Show every line in the records below that contains the word "flying".

Input material.
§ §

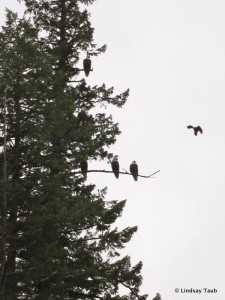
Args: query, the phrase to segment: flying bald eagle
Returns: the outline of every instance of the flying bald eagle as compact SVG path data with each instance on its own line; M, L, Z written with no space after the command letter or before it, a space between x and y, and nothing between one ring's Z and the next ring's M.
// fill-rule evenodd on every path
M203 130L200 126L193 127L192 125L187 126L188 129L194 129L194 134L197 135L198 132L203 133Z
M88 77L88 75L91 71L91 60L90 60L90 58L87 57L83 60L83 68L84 68L85 76Z
M130 172L134 177L134 180L138 180L138 165L135 160L132 161L132 164L130 165Z
M120 165L118 162L118 155L115 155L113 157L113 160L111 162L112 170L116 178L119 178L119 172L120 172Z
M155 298L153 298L152 300L161 300L161 296L159 293L156 294Z
M77 115L77 117L78 117L78 126L80 127L86 120L87 120L87 113L86 113L86 111L85 110L81 110L79 113L78 113L78 115Z
M87 170L88 170L88 162L86 160L83 160L80 163L80 168L81 168L81 172L82 172L84 178L86 179L87 178Z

§ §

Answer space.
Args: query, the phrase to segment: flying bald eagle
Returns: the outline of every instance of the flying bald eagle as compact SVG path data with each instance on its own line; M, L, Z written with no space after the command letter or before it, a space between x and y, and nothing between one ring's Z and the next ring's M.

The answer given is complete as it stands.